### Exercise text
———

DVUR KRALOVE, Czech Republic (Reuters) - We humans may be tiring of video calls, Zoom birthdays and streamed performances, but the chimps at two Czech zoos are just starting to enjoy their new live online linkup.
To make up for the lack of interaction with visitors since the attractions closed in December under COVID-19 restrictions, the chimpanzees at Safari Park Dvur Kralove and the troop at a zoo in Brno, 150 km away, can now watch one another’s daily lives on giant screens.
There are no mute buttons disasters as the sound is off, but there has already been plenty of interest in what the distant cousins are up to since the project got under way last week.
“At the beginning they approached the screen with defensive or threatening gestures, there was interaction,” said Gabriela Linhartova, ape keeper at Dvur Kralove, 135 km east of Prague.
“It has since moved into the mode of ‘I am in the movies’ or ‘I am watching TV’. When they see some tense situations, it gets them up off the couch, like us when we watch a live sport event.”
The chimpanzees have also adopted other human behaviours such as grabbing goodies like nuts to chew on while watching the action.
The video conferences, also aired on the safari park’s website, will run daily from 8 a.m. until 4 p.m. until the end of March when keepers will evaluate whether they should continue.

———

### Dataset excerpts
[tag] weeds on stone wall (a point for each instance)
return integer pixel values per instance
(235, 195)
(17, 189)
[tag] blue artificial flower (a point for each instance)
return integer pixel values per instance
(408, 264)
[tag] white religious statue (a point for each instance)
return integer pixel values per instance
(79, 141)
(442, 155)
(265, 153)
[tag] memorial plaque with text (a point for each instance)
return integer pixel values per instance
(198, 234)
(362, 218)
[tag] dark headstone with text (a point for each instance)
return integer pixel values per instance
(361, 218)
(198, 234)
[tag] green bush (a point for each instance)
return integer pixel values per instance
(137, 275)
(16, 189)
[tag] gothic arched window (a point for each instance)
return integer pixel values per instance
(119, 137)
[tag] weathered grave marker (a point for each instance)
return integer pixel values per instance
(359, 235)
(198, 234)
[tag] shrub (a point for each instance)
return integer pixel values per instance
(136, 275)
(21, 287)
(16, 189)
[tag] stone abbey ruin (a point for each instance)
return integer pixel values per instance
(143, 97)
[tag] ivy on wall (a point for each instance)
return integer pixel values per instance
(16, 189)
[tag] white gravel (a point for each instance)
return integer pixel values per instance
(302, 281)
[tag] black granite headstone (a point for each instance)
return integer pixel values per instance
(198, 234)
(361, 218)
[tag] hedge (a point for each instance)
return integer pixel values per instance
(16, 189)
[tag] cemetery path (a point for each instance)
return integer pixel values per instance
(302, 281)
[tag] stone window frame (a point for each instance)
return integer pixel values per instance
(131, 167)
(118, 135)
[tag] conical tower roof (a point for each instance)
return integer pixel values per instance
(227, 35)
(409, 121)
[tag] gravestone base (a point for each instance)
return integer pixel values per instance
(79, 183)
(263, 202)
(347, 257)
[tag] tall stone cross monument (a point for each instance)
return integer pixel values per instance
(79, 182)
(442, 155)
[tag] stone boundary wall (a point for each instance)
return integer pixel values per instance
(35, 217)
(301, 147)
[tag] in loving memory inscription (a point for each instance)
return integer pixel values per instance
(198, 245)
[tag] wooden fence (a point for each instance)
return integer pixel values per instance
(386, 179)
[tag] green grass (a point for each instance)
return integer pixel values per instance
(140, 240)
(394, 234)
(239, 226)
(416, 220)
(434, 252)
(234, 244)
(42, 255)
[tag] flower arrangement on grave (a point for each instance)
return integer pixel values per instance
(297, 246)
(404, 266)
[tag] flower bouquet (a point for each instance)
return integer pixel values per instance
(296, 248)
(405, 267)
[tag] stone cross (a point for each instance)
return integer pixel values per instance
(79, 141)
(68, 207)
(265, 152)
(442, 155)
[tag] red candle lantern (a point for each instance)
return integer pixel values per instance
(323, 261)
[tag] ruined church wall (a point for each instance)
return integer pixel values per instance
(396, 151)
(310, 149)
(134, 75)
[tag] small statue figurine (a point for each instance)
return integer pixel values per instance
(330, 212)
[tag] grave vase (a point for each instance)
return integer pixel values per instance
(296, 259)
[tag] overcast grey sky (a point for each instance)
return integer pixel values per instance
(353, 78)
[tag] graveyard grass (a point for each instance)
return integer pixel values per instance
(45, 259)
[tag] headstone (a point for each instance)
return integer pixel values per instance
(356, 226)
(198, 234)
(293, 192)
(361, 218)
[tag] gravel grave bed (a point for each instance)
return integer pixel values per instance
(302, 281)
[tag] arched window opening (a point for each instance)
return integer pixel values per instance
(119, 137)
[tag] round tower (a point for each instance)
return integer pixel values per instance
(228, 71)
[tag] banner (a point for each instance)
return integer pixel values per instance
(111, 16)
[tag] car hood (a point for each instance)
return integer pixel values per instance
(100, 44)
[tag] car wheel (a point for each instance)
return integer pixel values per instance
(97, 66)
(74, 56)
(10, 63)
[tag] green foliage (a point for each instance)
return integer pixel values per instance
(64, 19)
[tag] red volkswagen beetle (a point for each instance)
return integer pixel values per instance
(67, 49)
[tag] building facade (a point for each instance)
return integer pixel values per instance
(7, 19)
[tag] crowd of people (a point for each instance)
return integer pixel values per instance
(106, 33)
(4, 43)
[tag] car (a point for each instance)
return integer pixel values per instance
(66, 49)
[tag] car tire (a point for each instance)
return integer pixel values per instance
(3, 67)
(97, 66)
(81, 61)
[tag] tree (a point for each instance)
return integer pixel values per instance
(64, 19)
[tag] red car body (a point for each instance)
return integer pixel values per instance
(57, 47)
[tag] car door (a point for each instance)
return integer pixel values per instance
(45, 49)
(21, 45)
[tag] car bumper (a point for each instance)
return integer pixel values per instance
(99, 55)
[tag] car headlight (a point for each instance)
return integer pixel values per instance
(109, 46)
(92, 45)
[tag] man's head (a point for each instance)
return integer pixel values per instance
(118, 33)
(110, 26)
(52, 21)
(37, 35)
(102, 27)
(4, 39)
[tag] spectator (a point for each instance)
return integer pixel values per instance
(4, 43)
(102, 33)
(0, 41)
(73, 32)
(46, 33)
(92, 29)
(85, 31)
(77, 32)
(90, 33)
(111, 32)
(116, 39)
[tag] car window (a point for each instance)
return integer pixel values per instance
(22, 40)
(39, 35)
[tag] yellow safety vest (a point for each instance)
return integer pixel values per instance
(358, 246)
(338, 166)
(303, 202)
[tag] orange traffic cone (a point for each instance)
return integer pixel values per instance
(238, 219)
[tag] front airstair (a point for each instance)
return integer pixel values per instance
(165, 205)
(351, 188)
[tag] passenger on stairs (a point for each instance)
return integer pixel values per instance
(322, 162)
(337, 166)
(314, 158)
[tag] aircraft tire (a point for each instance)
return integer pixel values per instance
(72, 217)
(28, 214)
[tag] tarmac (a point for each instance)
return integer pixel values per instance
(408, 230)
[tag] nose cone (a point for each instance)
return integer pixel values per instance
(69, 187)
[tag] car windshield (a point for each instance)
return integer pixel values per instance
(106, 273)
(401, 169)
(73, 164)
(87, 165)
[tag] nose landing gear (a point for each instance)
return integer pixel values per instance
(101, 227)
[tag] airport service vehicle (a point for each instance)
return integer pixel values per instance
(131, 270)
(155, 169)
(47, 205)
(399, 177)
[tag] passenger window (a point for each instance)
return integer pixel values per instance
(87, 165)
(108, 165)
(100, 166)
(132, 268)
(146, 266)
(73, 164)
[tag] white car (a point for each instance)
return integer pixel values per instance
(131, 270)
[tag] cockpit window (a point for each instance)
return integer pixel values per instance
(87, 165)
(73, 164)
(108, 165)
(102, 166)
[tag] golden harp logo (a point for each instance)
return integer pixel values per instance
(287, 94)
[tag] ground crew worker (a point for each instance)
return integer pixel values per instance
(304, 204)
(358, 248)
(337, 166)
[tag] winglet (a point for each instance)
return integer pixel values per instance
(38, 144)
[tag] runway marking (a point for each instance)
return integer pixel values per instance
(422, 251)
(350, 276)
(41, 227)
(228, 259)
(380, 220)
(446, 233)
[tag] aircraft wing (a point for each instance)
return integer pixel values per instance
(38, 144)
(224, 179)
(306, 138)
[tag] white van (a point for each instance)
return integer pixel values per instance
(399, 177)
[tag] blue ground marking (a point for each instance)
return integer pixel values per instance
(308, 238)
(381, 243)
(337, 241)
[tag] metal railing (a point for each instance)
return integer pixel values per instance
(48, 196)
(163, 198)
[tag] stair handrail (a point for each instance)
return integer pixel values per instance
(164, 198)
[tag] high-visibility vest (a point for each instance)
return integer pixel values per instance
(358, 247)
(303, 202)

———

### Instructions to follow
According to the chimpanzee article, until when will the daily video conferences run before keepers evaluate whether to continue them? The records are a separate body of material, independent of the article about the chimpanzees.

### Exercise result
They will run until the end of March.